INSTRUCTIONS TO FOLLOW:
Rewrite the entries from the start through the line containing "pixel 192 215", changing "road" to "street" and leaving everything else as it is.

RECORD LIST:
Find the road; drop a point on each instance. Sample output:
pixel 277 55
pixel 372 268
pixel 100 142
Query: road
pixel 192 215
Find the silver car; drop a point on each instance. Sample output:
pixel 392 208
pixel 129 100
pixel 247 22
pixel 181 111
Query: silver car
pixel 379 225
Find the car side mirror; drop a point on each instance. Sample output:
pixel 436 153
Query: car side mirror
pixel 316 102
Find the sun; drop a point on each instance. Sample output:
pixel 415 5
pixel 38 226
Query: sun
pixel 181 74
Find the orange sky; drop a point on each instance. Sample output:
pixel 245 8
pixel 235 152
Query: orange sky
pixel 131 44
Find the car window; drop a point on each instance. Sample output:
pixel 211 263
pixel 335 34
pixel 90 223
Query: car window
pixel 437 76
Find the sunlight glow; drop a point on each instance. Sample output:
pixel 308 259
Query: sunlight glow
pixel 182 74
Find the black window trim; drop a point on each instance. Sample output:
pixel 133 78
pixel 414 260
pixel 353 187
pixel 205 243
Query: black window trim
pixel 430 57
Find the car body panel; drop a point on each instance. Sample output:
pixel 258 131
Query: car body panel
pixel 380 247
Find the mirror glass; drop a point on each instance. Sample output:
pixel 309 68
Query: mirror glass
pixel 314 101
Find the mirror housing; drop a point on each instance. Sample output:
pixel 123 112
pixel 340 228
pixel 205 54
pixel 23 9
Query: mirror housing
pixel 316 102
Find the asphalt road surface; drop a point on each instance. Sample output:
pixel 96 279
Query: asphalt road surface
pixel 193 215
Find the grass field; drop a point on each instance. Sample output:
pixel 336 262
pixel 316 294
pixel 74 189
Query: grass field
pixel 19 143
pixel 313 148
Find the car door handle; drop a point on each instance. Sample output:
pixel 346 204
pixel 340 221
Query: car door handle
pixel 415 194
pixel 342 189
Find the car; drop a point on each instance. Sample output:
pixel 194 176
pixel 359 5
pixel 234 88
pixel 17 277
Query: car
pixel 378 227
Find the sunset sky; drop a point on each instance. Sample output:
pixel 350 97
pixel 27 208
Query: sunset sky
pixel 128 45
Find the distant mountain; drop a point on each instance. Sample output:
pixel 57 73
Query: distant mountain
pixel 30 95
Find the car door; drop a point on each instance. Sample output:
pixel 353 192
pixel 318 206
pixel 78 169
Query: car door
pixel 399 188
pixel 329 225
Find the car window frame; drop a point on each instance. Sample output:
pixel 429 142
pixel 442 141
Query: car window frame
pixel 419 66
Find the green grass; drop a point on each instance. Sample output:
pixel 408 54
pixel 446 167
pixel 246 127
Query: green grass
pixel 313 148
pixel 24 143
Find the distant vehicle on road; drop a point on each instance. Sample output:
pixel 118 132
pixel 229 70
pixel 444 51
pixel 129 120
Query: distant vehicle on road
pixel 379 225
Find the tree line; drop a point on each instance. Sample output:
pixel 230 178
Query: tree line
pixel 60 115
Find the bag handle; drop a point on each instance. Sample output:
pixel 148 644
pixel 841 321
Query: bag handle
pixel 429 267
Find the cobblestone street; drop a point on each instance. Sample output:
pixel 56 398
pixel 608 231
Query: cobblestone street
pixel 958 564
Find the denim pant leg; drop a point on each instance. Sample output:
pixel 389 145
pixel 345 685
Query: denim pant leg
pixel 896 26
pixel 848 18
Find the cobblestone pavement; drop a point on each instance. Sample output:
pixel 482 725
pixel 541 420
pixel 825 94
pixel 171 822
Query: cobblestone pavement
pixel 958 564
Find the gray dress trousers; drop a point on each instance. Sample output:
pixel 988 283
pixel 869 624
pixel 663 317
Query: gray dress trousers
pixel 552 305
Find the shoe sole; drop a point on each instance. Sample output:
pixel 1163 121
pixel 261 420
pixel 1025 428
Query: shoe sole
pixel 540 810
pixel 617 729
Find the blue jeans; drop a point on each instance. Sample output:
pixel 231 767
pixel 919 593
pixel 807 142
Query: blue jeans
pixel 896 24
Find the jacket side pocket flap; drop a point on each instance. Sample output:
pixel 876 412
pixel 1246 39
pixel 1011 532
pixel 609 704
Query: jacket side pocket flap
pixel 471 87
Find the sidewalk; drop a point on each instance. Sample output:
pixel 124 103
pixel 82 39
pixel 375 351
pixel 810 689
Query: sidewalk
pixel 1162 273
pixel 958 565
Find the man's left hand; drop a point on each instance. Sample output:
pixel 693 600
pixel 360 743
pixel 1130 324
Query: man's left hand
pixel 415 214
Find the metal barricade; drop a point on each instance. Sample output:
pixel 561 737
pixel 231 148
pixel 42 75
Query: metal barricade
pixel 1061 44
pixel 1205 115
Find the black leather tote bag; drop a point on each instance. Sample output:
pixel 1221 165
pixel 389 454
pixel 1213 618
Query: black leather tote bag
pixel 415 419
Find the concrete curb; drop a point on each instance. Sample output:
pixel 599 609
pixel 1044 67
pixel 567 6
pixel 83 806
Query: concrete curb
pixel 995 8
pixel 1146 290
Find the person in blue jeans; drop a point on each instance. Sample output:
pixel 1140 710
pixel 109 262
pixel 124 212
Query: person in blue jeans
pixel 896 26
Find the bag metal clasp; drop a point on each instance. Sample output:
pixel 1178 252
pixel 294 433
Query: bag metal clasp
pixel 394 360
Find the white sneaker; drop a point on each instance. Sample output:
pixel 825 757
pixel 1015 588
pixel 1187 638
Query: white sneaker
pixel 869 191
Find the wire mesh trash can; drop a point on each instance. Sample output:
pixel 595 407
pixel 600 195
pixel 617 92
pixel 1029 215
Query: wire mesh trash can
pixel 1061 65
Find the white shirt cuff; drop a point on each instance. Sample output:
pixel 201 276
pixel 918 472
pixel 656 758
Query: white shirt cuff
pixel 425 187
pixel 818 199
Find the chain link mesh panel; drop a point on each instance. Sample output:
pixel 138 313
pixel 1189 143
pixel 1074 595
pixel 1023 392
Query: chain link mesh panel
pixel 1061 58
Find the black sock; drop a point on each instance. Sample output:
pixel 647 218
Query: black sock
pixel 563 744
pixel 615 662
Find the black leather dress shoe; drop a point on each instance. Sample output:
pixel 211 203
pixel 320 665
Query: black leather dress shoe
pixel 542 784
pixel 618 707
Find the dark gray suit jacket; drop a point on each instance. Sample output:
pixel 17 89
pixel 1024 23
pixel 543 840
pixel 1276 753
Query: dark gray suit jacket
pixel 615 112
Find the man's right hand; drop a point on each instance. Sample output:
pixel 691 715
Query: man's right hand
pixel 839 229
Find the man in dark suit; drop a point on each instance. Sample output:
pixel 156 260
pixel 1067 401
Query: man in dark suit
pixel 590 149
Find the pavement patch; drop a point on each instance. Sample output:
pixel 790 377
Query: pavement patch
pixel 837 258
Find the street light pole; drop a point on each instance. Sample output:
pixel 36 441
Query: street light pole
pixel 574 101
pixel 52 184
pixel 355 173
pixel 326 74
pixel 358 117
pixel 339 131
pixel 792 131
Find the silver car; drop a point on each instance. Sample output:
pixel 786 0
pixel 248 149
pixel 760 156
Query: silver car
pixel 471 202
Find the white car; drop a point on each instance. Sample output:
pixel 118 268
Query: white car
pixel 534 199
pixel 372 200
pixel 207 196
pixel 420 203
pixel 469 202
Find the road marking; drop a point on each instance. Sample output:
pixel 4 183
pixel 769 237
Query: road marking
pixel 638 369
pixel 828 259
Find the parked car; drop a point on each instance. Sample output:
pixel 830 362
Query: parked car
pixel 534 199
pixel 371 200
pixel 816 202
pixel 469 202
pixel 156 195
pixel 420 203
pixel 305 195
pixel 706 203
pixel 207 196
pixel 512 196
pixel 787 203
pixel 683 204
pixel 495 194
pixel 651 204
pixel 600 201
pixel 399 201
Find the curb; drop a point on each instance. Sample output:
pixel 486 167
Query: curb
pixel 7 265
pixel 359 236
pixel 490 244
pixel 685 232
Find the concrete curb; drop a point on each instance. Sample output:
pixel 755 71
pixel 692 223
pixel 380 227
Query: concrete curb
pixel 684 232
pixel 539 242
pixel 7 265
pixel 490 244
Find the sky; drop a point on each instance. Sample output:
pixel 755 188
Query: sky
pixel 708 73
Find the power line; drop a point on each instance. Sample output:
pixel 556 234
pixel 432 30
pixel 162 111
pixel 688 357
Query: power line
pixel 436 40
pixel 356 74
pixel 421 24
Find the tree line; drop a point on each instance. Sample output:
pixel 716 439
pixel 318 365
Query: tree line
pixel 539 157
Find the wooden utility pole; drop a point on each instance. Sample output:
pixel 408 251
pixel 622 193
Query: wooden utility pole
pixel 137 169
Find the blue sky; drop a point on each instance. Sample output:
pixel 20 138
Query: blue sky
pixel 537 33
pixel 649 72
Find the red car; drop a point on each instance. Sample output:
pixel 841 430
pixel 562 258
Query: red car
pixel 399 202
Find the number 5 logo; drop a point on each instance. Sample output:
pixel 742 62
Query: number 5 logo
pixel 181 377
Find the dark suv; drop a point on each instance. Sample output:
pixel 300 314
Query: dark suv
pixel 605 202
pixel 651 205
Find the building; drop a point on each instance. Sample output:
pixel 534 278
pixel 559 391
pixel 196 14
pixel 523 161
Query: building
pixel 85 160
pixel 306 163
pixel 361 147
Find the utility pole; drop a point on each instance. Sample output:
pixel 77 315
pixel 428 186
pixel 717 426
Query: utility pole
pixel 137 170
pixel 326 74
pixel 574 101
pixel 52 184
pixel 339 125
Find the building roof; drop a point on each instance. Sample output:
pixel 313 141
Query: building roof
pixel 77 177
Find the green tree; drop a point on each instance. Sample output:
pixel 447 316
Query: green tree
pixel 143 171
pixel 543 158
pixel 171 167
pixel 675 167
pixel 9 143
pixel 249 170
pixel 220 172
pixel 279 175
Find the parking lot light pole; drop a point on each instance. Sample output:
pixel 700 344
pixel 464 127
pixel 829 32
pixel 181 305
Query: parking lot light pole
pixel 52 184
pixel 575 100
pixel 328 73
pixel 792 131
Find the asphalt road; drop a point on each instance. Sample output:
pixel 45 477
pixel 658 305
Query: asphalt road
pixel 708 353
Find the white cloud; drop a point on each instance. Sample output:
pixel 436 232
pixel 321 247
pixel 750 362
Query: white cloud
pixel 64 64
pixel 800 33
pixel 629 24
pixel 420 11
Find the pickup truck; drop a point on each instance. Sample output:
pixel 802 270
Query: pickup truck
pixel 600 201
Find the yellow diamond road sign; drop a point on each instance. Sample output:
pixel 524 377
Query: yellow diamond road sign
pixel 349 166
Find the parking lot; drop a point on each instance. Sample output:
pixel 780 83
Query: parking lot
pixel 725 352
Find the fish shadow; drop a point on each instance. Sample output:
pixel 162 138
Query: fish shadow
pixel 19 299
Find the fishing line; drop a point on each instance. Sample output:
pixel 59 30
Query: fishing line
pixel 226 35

COMPLETED EXERCISE:
Find the street; drop a point on each instance. Sample output:
pixel 277 55
pixel 372 268
pixel 100 142
Query: street
pixel 192 215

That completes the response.